--- EXERCISE OBJECTIVE ---
Repeat exactly the lines from the start of the entries below through the line containing "building on shore in the photo above.". Omit the rest.
*** Opening SUPPLIED RECORDS ***
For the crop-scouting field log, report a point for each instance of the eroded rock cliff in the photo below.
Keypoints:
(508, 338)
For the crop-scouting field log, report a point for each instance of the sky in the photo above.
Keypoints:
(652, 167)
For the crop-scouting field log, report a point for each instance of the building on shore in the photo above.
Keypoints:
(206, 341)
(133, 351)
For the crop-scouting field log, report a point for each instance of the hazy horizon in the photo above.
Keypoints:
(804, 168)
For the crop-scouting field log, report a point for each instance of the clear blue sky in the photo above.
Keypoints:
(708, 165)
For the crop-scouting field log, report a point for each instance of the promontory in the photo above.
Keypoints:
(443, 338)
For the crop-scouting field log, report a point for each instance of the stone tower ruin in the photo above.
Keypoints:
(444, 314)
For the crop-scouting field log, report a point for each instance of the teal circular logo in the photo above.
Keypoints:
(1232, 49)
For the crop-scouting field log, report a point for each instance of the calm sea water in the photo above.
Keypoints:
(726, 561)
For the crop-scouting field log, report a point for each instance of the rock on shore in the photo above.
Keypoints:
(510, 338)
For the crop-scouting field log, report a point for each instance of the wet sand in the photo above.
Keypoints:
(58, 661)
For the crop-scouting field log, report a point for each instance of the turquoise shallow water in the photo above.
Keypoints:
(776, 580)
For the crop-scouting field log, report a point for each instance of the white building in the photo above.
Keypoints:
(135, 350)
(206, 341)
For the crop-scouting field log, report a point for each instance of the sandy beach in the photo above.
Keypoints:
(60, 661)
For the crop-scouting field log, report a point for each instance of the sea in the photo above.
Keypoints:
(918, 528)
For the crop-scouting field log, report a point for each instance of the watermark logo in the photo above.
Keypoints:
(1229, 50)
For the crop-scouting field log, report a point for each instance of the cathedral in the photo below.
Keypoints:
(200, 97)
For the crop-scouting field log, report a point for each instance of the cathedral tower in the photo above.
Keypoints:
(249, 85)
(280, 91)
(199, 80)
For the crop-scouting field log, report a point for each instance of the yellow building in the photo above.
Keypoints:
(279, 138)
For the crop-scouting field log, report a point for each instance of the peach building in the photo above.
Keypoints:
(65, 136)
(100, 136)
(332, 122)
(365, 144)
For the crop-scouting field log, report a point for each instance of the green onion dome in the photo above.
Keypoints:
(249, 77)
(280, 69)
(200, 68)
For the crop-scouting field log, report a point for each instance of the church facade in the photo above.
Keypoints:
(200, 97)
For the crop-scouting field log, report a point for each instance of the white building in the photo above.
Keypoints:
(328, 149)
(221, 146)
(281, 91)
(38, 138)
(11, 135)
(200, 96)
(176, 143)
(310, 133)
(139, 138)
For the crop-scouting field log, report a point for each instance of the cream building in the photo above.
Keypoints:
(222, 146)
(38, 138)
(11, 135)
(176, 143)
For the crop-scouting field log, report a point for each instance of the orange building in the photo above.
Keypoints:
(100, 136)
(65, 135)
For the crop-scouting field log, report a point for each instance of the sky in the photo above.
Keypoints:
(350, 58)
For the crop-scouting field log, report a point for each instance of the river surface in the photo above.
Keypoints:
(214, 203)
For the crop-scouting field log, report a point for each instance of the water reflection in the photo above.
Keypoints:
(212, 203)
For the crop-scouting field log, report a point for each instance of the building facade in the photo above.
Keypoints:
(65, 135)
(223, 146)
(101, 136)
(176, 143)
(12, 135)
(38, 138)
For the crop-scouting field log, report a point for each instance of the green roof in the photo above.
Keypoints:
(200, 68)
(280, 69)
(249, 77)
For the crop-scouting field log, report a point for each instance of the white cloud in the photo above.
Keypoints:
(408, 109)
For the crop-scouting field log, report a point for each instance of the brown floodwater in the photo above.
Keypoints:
*** Closing SUPPLIED RECORDS ***
--- OUTPUT BELOW ---
For the crop-scouting field log, report a point for each instance of the eroded rock cliff in the photo below.
Keypoints:
(508, 338)
For the crop-scouting field log, report a point for each instance of the sky in the photo above.
Keypoints:
(652, 167)
For the crop-scouting field log, report a point for each instance of the building on shore in the photo above.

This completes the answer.